◆ GIVEN PASSAGE:
•••

Prem Shankar Jha
June 25, 2015
An extraordinary event occurred in Washington a few weeks ago. The Council on Foreign Relations (CFR) held a “special event” to enable two speakers to formally announce the end of a 75-year enmity between their countries. They were Anwar Majed Eshki, a retired Saudi general, and Dore Gold, a former Israeli ambassador to the UN.
This unlikely pair has come together due to the threat they perceive from an unshackled Iran. Their purpose was to warn the US that pursuing the nuclear deal with Iran would estrange it not only from Israel but all its staunchest allies in the Arab world. This was apparent from the seven-point plan for peace and stability in the Middle East that Eshki unveiled. Its first point was achieving peace between Israel and the Arabs. Its second was “regime-change in Iran”. Three of the remaining five proposals added up to a militarisation of the Gulf to face the threat from Iran.
For one of the first times in its history, the audience was not allowed to ask questions at a CFR event. This made the CFR a party to its purpose, instead of remaining an independent forum. Since the CFR has been the main platform for the articulation of US foreign policy for the past 94 years, its sponsorship has underlined how badly President Barack Obama is isolated from mainstream American thinking and how unlikely it is that any agreement would survive his exit.
But the real purpose was to make Iran, not Obama, take fright and harden its position on the lifting of sanctions to the point where it, and not the US or the EU, is held responsible for the failure of negotiations.
Eshki and Gold announced that Israel and Saudi Arabia had held five secret meetings since the beginning of 2014 to forge their common strategy, but did not mention that the two had already signed an agreement at the end of February that gave Israeli warplanes permission to fly over Saudi Arabia on their way to Iran.

•••

◆ ENTRIES SHOWN:
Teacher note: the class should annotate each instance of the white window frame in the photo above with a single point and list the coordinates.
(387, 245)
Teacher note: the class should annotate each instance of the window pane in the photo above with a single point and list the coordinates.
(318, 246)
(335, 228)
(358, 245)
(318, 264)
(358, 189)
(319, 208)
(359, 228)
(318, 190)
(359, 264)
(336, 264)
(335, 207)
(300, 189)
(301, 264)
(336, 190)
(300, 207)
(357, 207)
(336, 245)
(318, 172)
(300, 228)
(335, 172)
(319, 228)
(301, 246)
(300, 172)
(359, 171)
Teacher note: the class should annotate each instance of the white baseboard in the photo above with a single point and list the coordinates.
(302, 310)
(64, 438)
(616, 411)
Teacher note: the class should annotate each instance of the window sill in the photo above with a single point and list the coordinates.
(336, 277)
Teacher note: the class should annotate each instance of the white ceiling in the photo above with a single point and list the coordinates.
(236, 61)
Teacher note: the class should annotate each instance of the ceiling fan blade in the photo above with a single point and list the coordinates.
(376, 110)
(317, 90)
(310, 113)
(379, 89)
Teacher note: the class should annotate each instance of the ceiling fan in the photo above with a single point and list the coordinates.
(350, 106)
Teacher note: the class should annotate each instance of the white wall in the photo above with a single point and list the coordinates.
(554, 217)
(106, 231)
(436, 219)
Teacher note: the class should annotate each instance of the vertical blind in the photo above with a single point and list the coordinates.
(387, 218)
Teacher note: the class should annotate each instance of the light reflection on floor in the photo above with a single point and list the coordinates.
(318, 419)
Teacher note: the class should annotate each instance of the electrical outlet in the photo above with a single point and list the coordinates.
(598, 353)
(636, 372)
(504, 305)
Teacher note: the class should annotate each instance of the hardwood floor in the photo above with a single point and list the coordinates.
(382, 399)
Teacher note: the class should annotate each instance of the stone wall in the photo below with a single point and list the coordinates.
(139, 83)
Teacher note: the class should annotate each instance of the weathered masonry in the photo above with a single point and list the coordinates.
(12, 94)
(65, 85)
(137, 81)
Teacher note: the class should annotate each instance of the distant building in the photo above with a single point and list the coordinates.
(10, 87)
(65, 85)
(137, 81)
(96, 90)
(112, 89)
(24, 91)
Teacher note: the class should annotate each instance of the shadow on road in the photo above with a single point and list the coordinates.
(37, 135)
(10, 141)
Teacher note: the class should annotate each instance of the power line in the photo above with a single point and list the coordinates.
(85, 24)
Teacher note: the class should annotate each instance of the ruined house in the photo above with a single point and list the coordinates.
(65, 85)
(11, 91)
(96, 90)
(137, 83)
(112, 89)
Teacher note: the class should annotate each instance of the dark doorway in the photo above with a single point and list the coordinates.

•••

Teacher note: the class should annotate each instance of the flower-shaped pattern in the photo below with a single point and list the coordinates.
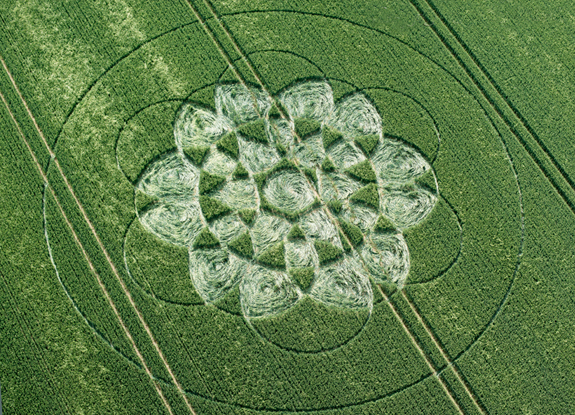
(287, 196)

•••

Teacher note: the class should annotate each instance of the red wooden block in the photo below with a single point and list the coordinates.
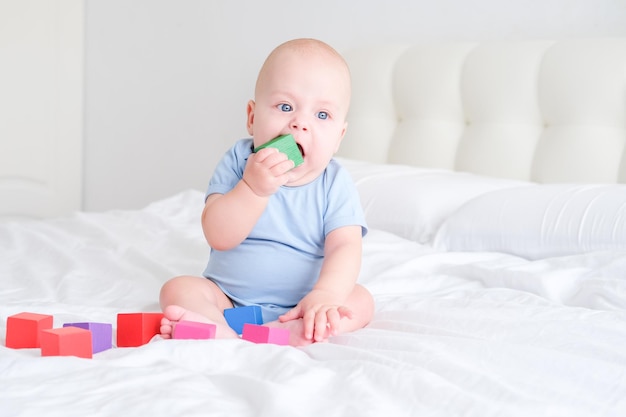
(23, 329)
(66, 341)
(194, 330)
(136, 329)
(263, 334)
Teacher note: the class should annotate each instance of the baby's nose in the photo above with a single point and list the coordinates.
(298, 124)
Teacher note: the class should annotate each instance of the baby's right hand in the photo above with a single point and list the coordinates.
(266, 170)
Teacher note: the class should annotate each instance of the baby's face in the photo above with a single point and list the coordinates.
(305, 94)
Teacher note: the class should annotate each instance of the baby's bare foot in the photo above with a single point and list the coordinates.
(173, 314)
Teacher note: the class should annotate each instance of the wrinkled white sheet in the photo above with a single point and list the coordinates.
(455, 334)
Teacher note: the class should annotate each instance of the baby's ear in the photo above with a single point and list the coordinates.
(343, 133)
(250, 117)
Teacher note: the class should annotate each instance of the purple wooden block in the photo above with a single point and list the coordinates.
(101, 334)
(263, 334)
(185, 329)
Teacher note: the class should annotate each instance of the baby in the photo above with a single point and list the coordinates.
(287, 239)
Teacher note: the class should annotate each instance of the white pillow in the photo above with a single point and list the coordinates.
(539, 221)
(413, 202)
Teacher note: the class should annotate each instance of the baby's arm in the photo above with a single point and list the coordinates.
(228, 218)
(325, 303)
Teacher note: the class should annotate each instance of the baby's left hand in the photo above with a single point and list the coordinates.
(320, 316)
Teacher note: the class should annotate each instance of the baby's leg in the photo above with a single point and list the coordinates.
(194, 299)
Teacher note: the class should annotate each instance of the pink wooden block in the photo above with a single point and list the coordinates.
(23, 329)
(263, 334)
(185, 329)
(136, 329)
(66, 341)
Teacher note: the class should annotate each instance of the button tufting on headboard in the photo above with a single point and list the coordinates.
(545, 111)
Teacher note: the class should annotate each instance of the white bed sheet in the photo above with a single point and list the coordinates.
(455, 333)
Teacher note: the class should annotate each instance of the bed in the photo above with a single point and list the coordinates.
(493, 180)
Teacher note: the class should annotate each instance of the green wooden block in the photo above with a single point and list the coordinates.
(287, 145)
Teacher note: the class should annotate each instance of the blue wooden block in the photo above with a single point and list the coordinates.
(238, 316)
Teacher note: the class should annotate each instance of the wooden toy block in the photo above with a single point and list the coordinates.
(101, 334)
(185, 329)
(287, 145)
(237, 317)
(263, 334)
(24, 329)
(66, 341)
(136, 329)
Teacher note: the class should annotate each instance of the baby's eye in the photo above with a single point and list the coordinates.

•••

◆ ASSIGNMENT 1: Copy the Saudi-Israeli rapprochement passage from "Eshki and Gold" up to and including "way to Iran.", changing "secret meetings" to "private meetings".
◆ ASSIGNMENT 2: According to the Saudi-Israeli rapprochement passage, how many secret meetings had Israel and Saudi Arabia held since the beginning of 2014?

◆ EXPECTED ANSWER 1:
Eshki and Gold announced that Israel and Saudi Arabia had held five private meetings since the beginning of 2014 to forge their common strategy, but did not mention that the two had already signed an agreement at the end of February that gave Israeli warplanes permission to fly over Saudi Arabia on their way to Iran.

◆ EXPECTED ANSWER 2: Five.